Extend the passage on Barth, Przywara, and Küng and the analogia entis, picking up after its final sentence.

**Passage shown:**

## start

Barth’s confrontation with Przywara concerning the analogia entis in Münster did not misrepresent or misinterpret Przywara’s concept of analogia entis as some scholars insist.60 As McCorrmack says, “Barth had not finally been satisfied that Przywara’s talk of ‘von Gott her’ had been sufficient to remove his anlogia entis from the sphere of Thomas’s realistic reflections. His understanding of the anlogia entis would not undergo any significant modification from this point on.”61 However, Balthasar is convinced of a radical christological orientation in Przywara. Beyond the Thomist-Scotist opposition, Przywara developed his concept of analogia entis through a radical christocentric framework.62

In dealing with Barth’s radical rejection of any form of natural theology and the analogia entis in both neo-Protestantism and Roman Catholicism, Han Küng cites the famous foreword to the first volume of Church Dogmatics: “I regard the analogia entis as the invention of Antichrist and think that because of it one cannot become Catholic. Whereupon I at the same time allow myself to regard all other reasons for not becoming Catholic, as short-sighted and lacking in seriousness” (CD I/1:x).

Barth’s radical rejection of Brunner’s idea of a point of contact for divine revelation was also relevant to Vatican I. According to Barth, Vatican I introduced a cleavage in the idea of one God, which led to a twofold sense of God: a natural and a supernatural God. Instead of the analogy of being, Barth introduced an analogy of faith. However, for Küng, Barth’s concept of analogia fidei “includes the analogy of being.”63 Moreover, when it comes to the lights, words, and truths of the created world in the doctrine of reconciliation, Küng accused Barth of not publicly admitting his retraction of his former position against natural theology and analogy of being.64 The following statement convinces Küng of Barth’s own correction of his former protest against the natural theology. “Dangerous modern expressions like the ‘revelation of creation’ or ‘primal revelation’ might be given a clear and unequivocal sense in this respect” (CD IV/3.1:140).

## end

**Information shown:**
## start

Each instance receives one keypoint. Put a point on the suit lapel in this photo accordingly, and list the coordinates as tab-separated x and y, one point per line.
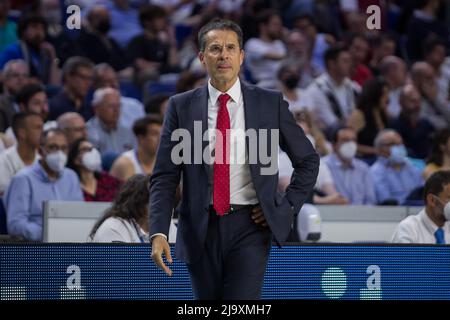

## end

**Final answer:**
Moltmann goes a step further, regarding natural theology as the goal of Christian theology rather than regarding natural theology merely as the presupposition for Christian theology. Hans-Joachim Iwand becomes a mentor for Moltmann’s eschatological understanding of natural theology: “Natural revelation is not that from which we come; it is the light towards which we move. The lumen naturae is the reflection of the lumen gloriae. . . . The theme of true religion is the eschatological goal of theology.”65 At issue for Moltmann is to see that “natural theology is only as yet an advance radiance of the eschatological theology of glory.”66 Therefore, natural theology can be seen as the advance radiance and promise of the kingdom of glory, not as “a forecourt of revealed theology,” but “as a fore-shining of revealed theology’s eschatological horizon.”67 When natural theology is understood as a theologia viae concerning the sighing of creation (Romans 8), Moltmann renews natural theology in light of theologia publica, which is in turn sensitive to and responsible for the political arena, natural scientific findings, and the life of the earth.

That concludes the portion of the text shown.